— START EXCERPT PROVIDED —
Yet unguided reason can lead men astray. Education alone is not enough. Such pernicious notions as socialism, communism, fascism, and nihilism did not grow from the common sense of ordinary people. As we know only too well, the greatest tyrannies of our century have been the result of intellectuals such as Marx and Lenin and Nietzsche. There was at least a grain of truth in Hobbes's indictment of the intellectuals of his day when he said that “the universities have been to this nation, as the wooden horse was to the Trojans.”

The unparalleled horror of the Nazi holocaust shows most clearly what happens when perverted science is allowed to overflow moral and ethical banks. If man is simply the measure of all things then justice is whatever a majority of men at any given moment says it is, or whatever a “dictator of principles” may impose by force. Without a standard of justice external to human reason there will be no necessary restraint on what men may legitimately do. The only law will be “that of the tooth and the claw.”

The great moderating influence in Western civilization has been the Judeo-Christian tradition. The idea of an omnipotent God who not only judges but may mete out punishment in the next life for transgressions in this one bolsters man's rational impulse toward civil society and obedience to the positive law. That one might commit crimes in this world and elude punishment by the civil authorities, but still have to face one's Maker in the next, tends to focus one's attention.

The broader importance of our religious tradition is that it reinforces man's sense of responsibility to his neighbour, of trusteeship towards the next generation, and of respect towards society's institutions and achievements. Religion teaches us that there is something higher than mankind, and therefore a need to restrain oneself in accordance with those higher standards. As Tocqueville described it, the power of religion in a democratic republic means that “the human mind is never left to wander over a boundless field; and whatever may be its pretensions, it is checked from time to time by barriers that it cannot surmount.” Certainly a world that lived by the moral guidance of the Ten Commandments would be a better place. And to an extraordinary degree, those dictates of divine law have informed and defined the Anglo-American constitutional and legal tradition. As Edmund Burke put it, “There is but one law for all, namely, that law which governs all law - the law of our Creator, the law of humanity, justice, equity, the law of nature and of nations.”
— END EXCERPT PROVIDED —
— START LISTING —
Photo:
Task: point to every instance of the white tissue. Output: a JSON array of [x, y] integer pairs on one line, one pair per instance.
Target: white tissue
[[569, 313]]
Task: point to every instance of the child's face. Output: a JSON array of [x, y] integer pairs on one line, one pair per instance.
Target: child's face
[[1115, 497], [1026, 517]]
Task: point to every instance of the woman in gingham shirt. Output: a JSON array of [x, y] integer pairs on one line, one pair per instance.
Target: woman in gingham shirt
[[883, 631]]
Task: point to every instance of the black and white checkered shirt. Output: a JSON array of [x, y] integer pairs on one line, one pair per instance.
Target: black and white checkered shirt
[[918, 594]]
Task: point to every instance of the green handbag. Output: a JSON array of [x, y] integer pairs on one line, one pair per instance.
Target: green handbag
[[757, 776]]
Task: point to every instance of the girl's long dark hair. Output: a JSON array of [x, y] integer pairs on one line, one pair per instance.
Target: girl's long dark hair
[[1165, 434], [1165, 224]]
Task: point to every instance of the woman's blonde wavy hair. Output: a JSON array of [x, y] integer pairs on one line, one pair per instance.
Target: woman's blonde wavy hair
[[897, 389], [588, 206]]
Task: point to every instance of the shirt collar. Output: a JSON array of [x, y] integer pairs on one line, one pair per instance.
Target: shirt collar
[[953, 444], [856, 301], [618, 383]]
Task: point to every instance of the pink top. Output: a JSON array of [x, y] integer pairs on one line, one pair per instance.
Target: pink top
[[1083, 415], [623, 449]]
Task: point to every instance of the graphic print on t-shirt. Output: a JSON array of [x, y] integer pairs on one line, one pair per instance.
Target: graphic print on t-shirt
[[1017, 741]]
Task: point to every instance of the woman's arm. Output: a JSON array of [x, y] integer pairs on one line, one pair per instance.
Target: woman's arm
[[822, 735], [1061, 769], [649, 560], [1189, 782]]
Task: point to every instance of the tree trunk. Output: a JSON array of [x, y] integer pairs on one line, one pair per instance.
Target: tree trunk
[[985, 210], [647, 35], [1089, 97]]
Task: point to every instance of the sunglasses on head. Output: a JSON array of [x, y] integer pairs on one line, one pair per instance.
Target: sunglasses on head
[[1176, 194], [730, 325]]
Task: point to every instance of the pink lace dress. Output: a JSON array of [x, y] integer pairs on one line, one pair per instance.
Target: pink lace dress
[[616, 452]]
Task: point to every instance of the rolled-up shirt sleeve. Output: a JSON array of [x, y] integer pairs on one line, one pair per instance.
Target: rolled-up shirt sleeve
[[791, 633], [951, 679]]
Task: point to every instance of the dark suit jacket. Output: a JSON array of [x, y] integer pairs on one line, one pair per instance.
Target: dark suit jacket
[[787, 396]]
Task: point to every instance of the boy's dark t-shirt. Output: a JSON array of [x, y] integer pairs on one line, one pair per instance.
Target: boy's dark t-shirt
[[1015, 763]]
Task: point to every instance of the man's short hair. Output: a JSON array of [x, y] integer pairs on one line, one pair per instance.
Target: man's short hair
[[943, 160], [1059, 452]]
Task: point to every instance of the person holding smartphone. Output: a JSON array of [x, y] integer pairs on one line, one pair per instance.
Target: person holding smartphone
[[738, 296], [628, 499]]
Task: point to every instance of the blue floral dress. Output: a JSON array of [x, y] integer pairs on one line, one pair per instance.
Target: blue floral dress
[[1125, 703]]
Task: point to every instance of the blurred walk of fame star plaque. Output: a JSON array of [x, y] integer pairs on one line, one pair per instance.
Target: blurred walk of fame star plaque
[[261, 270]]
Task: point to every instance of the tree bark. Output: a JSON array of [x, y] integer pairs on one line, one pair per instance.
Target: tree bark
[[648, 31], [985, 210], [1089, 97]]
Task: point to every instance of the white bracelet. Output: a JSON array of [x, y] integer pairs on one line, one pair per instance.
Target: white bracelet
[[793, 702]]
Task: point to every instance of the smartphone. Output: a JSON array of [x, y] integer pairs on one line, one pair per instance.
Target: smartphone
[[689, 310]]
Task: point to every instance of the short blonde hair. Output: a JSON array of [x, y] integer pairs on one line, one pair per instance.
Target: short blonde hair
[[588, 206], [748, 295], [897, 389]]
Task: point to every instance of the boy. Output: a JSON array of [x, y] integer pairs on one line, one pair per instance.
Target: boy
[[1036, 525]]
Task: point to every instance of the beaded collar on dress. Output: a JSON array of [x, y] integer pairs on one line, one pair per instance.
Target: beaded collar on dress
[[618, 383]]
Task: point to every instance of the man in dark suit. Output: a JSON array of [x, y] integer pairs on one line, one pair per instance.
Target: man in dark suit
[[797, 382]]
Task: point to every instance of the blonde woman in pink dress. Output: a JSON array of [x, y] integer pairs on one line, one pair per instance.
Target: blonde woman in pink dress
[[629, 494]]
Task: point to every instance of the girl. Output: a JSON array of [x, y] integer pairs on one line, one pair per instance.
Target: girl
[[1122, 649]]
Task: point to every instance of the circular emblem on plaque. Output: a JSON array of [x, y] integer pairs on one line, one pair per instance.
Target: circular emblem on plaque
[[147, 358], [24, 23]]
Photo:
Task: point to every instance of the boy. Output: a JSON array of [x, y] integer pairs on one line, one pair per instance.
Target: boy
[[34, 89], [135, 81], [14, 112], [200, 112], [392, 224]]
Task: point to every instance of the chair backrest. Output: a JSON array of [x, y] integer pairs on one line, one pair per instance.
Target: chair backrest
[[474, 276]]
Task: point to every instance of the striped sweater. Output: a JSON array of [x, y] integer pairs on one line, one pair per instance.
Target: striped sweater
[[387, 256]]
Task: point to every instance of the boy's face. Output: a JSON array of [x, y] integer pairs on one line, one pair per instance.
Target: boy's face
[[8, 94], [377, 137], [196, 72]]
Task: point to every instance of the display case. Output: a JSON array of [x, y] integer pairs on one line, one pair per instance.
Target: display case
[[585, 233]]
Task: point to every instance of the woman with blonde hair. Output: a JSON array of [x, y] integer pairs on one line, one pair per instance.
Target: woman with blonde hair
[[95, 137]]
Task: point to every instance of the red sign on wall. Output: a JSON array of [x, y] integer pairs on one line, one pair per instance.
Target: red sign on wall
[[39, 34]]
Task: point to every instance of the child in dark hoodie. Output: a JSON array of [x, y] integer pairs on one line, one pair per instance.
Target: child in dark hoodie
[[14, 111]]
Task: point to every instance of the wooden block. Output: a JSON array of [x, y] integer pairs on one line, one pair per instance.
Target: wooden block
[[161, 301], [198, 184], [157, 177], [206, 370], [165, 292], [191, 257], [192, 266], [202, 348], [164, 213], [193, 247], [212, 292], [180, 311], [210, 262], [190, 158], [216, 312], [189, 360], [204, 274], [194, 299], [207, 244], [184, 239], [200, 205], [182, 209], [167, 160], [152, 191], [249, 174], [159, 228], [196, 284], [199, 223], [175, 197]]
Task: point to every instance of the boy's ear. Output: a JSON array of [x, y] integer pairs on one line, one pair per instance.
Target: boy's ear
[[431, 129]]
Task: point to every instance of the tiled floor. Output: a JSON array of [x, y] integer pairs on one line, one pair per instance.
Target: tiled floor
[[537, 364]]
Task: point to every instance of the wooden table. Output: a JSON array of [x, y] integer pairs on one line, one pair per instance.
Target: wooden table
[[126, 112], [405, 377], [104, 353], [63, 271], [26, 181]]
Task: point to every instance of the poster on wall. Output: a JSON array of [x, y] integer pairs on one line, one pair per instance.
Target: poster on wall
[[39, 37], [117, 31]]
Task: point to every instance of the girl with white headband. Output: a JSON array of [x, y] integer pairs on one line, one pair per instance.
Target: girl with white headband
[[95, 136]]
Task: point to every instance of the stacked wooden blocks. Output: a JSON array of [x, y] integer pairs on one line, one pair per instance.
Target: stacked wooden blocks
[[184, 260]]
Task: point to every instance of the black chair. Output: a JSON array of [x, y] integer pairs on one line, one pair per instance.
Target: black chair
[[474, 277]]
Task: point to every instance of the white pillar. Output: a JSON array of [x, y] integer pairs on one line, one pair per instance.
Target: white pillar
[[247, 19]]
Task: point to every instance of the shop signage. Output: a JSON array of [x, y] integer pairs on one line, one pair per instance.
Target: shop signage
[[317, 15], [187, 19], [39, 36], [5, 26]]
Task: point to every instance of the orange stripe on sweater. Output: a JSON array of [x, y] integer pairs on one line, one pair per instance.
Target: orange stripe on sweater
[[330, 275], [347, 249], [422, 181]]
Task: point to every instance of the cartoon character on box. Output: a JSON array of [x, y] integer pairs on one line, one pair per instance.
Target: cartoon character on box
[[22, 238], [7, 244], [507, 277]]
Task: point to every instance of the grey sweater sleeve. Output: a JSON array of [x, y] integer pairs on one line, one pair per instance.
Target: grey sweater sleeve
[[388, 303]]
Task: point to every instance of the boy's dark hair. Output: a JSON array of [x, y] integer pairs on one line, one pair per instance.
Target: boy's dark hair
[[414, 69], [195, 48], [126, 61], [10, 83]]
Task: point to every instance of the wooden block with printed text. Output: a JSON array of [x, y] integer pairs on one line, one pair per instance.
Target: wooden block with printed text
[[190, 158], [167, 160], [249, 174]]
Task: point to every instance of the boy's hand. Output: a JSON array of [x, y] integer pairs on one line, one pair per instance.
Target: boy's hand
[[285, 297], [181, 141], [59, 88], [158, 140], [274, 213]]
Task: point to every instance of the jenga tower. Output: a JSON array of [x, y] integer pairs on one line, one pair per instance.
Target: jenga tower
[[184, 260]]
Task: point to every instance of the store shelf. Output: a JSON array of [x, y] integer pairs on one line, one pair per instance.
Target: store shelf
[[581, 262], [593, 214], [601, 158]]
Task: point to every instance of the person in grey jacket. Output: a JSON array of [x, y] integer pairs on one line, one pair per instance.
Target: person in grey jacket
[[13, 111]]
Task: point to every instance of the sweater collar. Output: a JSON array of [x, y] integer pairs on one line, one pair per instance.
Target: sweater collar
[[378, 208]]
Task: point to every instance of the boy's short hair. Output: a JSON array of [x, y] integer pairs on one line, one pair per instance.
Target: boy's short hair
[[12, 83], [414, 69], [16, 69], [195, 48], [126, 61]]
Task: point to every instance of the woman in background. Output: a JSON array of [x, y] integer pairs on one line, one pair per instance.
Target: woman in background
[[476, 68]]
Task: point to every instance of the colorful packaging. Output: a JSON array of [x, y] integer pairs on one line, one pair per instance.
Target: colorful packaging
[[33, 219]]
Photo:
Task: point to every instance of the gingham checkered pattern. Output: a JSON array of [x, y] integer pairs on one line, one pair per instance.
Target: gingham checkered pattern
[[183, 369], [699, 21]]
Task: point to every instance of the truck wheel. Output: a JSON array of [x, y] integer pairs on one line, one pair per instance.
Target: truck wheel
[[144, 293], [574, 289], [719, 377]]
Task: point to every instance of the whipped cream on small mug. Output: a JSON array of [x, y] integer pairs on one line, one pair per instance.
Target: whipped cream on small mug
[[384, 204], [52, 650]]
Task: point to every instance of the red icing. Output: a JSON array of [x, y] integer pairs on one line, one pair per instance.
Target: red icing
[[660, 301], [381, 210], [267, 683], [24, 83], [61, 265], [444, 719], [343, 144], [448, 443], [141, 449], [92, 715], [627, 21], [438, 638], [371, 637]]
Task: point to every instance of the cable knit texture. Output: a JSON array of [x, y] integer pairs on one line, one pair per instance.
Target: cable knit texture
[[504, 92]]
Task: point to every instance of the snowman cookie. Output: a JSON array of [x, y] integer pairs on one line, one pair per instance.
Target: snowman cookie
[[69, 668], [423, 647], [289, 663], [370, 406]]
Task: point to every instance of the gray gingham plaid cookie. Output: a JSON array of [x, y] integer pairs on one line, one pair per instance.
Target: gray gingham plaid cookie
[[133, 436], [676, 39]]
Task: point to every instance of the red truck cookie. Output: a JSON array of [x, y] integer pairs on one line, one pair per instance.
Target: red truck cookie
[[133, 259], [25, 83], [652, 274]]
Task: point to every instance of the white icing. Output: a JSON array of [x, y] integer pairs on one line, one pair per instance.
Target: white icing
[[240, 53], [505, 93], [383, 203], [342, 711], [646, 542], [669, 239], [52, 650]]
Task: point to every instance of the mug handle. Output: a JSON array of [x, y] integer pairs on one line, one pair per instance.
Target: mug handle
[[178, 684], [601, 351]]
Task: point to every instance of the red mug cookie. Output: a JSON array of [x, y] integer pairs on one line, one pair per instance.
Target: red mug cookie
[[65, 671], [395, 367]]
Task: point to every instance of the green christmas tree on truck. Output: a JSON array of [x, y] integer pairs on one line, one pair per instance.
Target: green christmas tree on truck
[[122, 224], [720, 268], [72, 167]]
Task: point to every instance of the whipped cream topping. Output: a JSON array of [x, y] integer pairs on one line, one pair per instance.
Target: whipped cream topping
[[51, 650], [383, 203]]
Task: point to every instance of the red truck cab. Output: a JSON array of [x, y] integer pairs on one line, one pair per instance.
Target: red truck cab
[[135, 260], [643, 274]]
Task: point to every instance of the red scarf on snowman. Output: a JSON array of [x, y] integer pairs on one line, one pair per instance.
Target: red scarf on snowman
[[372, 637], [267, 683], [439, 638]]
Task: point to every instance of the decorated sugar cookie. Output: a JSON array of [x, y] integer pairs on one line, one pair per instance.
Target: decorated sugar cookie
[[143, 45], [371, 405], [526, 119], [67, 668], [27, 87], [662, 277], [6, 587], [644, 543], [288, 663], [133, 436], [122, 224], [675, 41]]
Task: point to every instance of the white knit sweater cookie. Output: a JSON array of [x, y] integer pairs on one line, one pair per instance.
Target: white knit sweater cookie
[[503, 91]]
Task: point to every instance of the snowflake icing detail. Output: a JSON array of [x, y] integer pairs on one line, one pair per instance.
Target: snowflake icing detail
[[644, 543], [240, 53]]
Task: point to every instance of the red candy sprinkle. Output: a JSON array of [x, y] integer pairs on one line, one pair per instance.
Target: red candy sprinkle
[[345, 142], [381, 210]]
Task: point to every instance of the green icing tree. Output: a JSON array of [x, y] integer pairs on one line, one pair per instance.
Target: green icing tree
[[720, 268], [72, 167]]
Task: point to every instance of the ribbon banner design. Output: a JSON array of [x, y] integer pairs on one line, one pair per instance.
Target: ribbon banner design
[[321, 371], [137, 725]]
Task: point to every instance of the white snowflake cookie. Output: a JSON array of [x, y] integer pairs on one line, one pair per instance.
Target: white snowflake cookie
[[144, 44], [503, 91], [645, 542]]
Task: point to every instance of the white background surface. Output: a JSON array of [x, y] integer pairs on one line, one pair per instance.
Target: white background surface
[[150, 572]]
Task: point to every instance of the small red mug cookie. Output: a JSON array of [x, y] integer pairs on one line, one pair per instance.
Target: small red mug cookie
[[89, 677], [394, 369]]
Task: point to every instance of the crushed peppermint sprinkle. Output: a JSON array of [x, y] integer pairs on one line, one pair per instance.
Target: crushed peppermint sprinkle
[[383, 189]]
— END LISTING —
COMPLETE THE FOLLOWING:
a. In the excerpt on religion and law, what did Hobbes say the universities had been to the nation?
b. Locate each line of the records that contains the string "decorated". Matching is case-sensitive.
The records are unrelated to the excerpt.

ANSWERS:
a. He said they had been to the nation "as the wooden horse was to the Trojans."

b.
Task: point to every instance of the decorated sugar cookie. Output: a JSON array of [x, y] integer pairs on one line, one pair per instance.
Target: decorated sugar cookie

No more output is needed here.